*EXERCISE*. Retrieve all lines below that have the string "Segment".

[DATA FOR PROCESSING — start]

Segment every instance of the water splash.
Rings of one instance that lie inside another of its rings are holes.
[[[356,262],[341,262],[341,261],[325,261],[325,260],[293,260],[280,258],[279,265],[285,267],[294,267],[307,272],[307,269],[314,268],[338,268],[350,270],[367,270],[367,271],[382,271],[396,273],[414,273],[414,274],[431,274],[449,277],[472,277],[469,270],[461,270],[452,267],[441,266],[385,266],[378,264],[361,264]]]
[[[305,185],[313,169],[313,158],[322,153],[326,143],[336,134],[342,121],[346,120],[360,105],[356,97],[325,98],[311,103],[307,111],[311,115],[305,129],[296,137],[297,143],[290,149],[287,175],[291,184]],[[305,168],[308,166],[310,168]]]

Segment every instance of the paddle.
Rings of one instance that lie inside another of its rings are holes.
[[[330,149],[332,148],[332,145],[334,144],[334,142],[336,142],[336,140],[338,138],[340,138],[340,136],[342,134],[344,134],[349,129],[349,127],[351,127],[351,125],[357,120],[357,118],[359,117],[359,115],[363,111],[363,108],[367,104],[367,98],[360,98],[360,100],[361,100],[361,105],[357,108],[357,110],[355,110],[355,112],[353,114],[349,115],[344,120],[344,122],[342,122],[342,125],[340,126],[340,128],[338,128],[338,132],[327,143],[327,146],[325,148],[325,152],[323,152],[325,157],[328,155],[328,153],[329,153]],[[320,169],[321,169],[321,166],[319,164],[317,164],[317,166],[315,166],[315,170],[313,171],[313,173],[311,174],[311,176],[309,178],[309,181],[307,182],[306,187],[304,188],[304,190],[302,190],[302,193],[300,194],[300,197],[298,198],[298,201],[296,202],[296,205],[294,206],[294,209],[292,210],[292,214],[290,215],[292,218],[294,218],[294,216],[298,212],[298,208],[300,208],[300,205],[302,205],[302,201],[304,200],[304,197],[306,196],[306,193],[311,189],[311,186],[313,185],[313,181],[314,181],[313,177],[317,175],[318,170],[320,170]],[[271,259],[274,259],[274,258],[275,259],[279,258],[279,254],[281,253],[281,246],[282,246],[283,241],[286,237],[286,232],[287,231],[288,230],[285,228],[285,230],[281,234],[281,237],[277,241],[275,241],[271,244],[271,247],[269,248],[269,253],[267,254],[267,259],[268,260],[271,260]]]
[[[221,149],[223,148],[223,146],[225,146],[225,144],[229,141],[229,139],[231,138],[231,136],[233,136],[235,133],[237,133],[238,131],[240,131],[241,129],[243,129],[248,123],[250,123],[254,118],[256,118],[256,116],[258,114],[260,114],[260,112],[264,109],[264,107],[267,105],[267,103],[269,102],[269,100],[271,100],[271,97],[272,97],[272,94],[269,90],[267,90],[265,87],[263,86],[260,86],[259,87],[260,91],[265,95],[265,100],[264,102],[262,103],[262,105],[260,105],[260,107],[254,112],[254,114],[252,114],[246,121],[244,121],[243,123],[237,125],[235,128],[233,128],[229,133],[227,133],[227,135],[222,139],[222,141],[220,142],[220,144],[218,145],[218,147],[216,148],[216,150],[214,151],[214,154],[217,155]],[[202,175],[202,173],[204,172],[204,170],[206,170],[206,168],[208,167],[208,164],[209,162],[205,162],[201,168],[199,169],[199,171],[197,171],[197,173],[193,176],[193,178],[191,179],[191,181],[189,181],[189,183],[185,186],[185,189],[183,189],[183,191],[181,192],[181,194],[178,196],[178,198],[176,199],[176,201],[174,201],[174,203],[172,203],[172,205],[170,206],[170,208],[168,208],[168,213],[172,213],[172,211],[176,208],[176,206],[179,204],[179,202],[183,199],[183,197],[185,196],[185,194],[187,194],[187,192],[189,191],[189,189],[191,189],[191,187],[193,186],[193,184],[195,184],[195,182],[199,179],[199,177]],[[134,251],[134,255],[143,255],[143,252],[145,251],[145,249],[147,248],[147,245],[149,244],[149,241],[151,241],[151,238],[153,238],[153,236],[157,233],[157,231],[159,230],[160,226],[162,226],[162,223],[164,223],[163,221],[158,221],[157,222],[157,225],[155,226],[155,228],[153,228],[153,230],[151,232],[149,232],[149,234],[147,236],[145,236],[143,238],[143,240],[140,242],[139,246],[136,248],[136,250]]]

[DATA FOR PROCESSING — finish]

*RESULT FOR THIS EXERCISE*.
Segment every instance of the water splash.
Segment every instance of the paddle.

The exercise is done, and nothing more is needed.